(Position annotation listing)
..........
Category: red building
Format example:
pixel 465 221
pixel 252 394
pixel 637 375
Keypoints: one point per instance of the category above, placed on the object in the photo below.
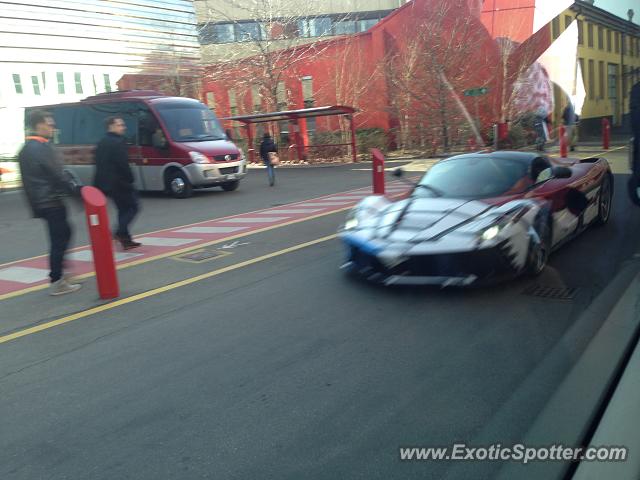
pixel 407 75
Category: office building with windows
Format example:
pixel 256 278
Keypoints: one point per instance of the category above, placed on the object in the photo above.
pixel 234 29
pixel 65 50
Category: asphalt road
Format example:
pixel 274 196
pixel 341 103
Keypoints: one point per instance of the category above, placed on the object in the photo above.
pixel 286 369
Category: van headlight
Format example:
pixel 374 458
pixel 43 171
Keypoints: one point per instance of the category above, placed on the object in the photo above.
pixel 197 157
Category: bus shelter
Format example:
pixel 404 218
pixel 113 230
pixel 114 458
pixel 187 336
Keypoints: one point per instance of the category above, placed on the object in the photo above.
pixel 294 116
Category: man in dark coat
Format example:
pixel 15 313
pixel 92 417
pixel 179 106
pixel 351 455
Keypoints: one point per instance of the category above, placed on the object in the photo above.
pixel 45 186
pixel 115 178
pixel 266 146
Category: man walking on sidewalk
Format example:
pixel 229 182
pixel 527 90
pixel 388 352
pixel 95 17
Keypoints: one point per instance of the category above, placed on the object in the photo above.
pixel 45 187
pixel 114 178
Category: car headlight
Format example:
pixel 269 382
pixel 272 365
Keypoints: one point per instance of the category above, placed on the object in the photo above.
pixel 197 157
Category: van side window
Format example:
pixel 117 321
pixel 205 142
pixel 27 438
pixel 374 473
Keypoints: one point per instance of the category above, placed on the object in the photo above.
pixel 89 120
pixel 147 126
pixel 63 117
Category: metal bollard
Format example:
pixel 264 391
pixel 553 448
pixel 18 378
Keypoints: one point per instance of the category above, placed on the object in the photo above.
pixel 606 133
pixel 95 205
pixel 563 141
pixel 378 171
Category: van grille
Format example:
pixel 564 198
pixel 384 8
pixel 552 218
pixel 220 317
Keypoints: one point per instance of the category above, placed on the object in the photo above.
pixel 221 158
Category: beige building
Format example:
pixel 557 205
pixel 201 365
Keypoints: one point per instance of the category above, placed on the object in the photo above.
pixel 238 28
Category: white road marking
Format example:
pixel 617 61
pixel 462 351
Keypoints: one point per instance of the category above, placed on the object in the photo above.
pixel 210 229
pixel 24 274
pixel 166 241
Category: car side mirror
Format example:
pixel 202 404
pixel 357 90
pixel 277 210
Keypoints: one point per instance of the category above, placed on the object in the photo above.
pixel 561 172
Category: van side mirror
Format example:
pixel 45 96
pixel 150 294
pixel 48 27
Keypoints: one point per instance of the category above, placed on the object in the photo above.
pixel 561 172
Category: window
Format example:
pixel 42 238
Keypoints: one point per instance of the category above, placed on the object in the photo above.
pixel 224 32
pixel 344 27
pixel 600 38
pixel 78 79
pixel 580 35
pixel 107 82
pixel 17 82
pixel 246 32
pixel 601 85
pixel 567 21
pixel 35 81
pixel 364 25
pixel 233 104
pixel 612 83
pixel 592 80
pixel 60 78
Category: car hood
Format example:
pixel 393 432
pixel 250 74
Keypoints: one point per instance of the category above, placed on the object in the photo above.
pixel 416 219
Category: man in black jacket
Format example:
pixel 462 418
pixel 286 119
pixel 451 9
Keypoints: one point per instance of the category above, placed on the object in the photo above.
pixel 45 187
pixel 114 178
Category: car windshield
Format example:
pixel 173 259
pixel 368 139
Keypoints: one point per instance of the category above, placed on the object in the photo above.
pixel 473 177
pixel 190 122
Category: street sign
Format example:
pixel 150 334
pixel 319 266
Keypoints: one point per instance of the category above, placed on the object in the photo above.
pixel 475 92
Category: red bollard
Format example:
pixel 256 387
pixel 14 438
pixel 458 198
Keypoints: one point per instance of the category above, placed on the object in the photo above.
pixel 378 171
pixel 563 142
pixel 606 133
pixel 95 206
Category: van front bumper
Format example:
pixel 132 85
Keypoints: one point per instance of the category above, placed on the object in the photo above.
pixel 211 174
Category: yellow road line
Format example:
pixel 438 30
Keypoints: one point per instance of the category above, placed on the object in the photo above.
pixel 172 253
pixel 159 290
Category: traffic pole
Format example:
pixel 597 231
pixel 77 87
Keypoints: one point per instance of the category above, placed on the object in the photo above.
pixel 95 206
pixel 563 142
pixel 606 133
pixel 378 171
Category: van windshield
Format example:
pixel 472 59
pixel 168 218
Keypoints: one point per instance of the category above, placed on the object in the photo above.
pixel 190 122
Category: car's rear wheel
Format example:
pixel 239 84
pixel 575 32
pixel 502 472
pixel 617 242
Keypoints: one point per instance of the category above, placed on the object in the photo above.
pixel 604 201
pixel 539 250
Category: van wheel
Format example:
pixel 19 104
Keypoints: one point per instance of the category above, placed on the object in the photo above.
pixel 178 185
pixel 230 186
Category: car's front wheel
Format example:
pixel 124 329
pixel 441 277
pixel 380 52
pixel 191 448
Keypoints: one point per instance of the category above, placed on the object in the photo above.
pixel 539 250
pixel 604 201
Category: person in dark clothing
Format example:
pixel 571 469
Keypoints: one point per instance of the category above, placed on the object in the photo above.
pixel 45 187
pixel 268 145
pixel 115 178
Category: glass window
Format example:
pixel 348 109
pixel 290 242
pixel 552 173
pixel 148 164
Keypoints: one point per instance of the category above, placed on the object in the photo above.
pixel 35 81
pixel 78 78
pixel 224 32
pixel 344 27
pixel 17 82
pixel 555 27
pixel 612 75
pixel 60 78
pixel 580 34
pixel 107 82
pixel 320 26
pixel 190 121
pixel 246 32
pixel 600 38
pixel 364 25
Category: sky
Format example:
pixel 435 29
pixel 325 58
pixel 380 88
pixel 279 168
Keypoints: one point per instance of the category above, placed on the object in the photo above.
pixel 620 8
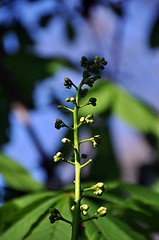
..........
- Exercise aim
Reproduce the full listing above line for line, without any changes, and omit the pictures from your copy.

- Output for this task
Category: red building
Format example:
pixel 465 221
pixel 252 394
pixel 637 375
Keypoints: one point per instance of the category above, placed on the object in the photo below.
pixel 407 75
Category: office building with windows
Format example:
pixel 256 278
Keypoints: one point per instance of the category above, placed on the object in the photo above.
pixel 234 29
pixel 65 50
Category: asphalt road
Format example:
pixel 274 196
pixel 341 103
Keypoints: one point per instance of the category above, placed on the object in the photo above.
pixel 286 369
Category: van headlight
Format example:
pixel 374 458
pixel 43 171
Keypoints: one point per instance of the category above, placed on the object in the photo above.
pixel 197 157
Category: bus shelter
Format example:
pixel 404 218
pixel 113 230
pixel 114 458
pixel 187 336
Keypoints: one point per instance of the category above, placed on the object in the photo above.
pixel 294 116
Category: man in dark coat
Format example:
pixel 15 313
pixel 92 417
pixel 179 106
pixel 351 455
Keypoints: one point per instance of the category above, placed on the object in the photo above.
pixel 45 186
pixel 115 178
pixel 266 146
Category: man walking on sidewalk
Format example:
pixel 229 182
pixel 527 90
pixel 388 352
pixel 95 17
Keypoints: one point per instance of the category above, placed on the object in the photo above.
pixel 45 187
pixel 114 178
Category: car headlight
Format example:
pixel 269 382
pixel 272 365
Keypoints: one point per instance of the category above, placed on the object in the photo above.
pixel 197 157
Category: van side window
Format example:
pixel 117 321
pixel 205 142
pixel 27 438
pixel 374 473
Keypoints: one point per instance of the category above, placed on the object in the photo above.
pixel 89 120
pixel 147 126
pixel 63 117
Category: metal bollard
Format example:
pixel 264 391
pixel 553 448
pixel 18 378
Keypoints: one point per instance of the category above, placed on the object in the photo above.
pixel 606 133
pixel 95 205
pixel 563 141
pixel 378 171
Category: van grille
Format example:
pixel 564 198
pixel 384 8
pixel 552 218
pixel 220 317
Keypoints: one point per instance of the category above, placed on the object in the photo above.
pixel 221 158
Category: beige building
Format example:
pixel 557 205
pixel 201 365
Keypoints: one point per instance of the category above, placed on the object in the photo above.
pixel 238 28
Category: white road marking
Format example:
pixel 617 61
pixel 462 351
Keypoints: one point per instance of the category above, placed on the object in the photo above.
pixel 210 229
pixel 24 274
pixel 166 241
Category: car side mirror
Format example:
pixel 202 404
pixel 357 90
pixel 277 210
Keypoints: one point per instance of the category above, placed on the object in the photo above.
pixel 561 172
Category: van side mirror
Format example:
pixel 45 96
pixel 150 294
pixel 48 27
Keypoints: one point per instance of the category above, placed on the object in the photo above.
pixel 561 172
Category: window
Format example:
pixel 42 238
Keypoints: one point per instance of the category above, placed on the object in the photo above.
pixel 224 32
pixel 344 27
pixel 600 38
pixel 78 79
pixel 580 35
pixel 107 82
pixel 17 82
pixel 246 32
pixel 601 85
pixel 567 21
pixel 35 81
pixel 364 25
pixel 233 104
pixel 612 83
pixel 592 80
pixel 60 78
Category: car hood
Format example:
pixel 393 432
pixel 250 74
Keypoints: one point per instance of the category above, placed on the object in the photo above.
pixel 416 219
Category: man in black jacket
Format example:
pixel 462 418
pixel 286 119
pixel 451 9
Keypoints: one point per instance of the category above, placed on the object in the photo above.
pixel 45 187
pixel 114 178
Category: car windshield
Format example:
pixel 173 259
pixel 368 139
Keypoints: one point per instance of the category above, placed on the object in the photo above.
pixel 473 177
pixel 190 122
Category: street sign
Format example:
pixel 150 334
pixel 319 266
Keypoints: one point per instance of the category above, placed on the object in the photo above.
pixel 475 92
Category: red bollard
Format example:
pixel 256 387
pixel 14 438
pixel 458 198
Keypoints: one point per instance of the category above, placed on the object in the photo above.
pixel 378 171
pixel 563 142
pixel 606 133
pixel 95 206
Category: van front bumper
Format example:
pixel 132 85
Keypoints: one point per instance of the category above, placed on the object in the photo above.
pixel 211 174
Category: yellow road line
Format example:
pixel 438 30
Keypoints: one point per instance of the category above, placed on the object in the photo above.
pixel 172 253
pixel 159 290
Category: traffic pole
Format example:
pixel 597 231
pixel 77 87
Keypoints: one point per instance of the category above, placed on the object in the photo above.
pixel 95 206
pixel 563 142
pixel 606 133
pixel 378 171
Category: van windshield
Format example:
pixel 472 59
pixel 168 218
Keypoints: one point per instance of the category above, placed on the object in the photo above.
pixel 190 122
Category: car's rear wheel
Format example:
pixel 239 84
pixel 575 32
pixel 502 472
pixel 617 242
Keypoints: one point per instance of the category above, placed on the object in the photo above.
pixel 604 201
pixel 539 250
Category: van wheel
Format example:
pixel 19 104
Keypoints: one point per instance of the category above, placed on the object in the photo above.
pixel 178 185
pixel 230 186
Category: car's front wheel
Format example:
pixel 124 329
pixel 441 277
pixel 380 52
pixel 191 448
Keypoints: one point per instance of the category above, placed on the object in the photo above.
pixel 539 250
pixel 604 201
Category: person in dark clothing
Format example:
pixel 571 469
Keypoints: one point per instance of the category above, placed on the object in the photo above.
pixel 45 187
pixel 268 145
pixel 115 178
Category: glass window
Format example:
pixel 348 109
pixel 290 242
pixel 552 173
pixel 148 164
Keypoints: one point per instance of the category above, placed on the object in the photo above.
pixel 35 81
pixel 78 78
pixel 224 32
pixel 344 27
pixel 17 82
pixel 555 27
pixel 612 75
pixel 60 78
pixel 580 34
pixel 107 82
pixel 320 26
pixel 190 121
pixel 246 32
pixel 600 38
pixel 364 25
Category: sky
Format example:
pixel 435 29
pixel 325 58
pixel 380 88
pixel 279 168
Keypoints: one point per instance of the category above, placed on the object in the photo above.
pixel 620 8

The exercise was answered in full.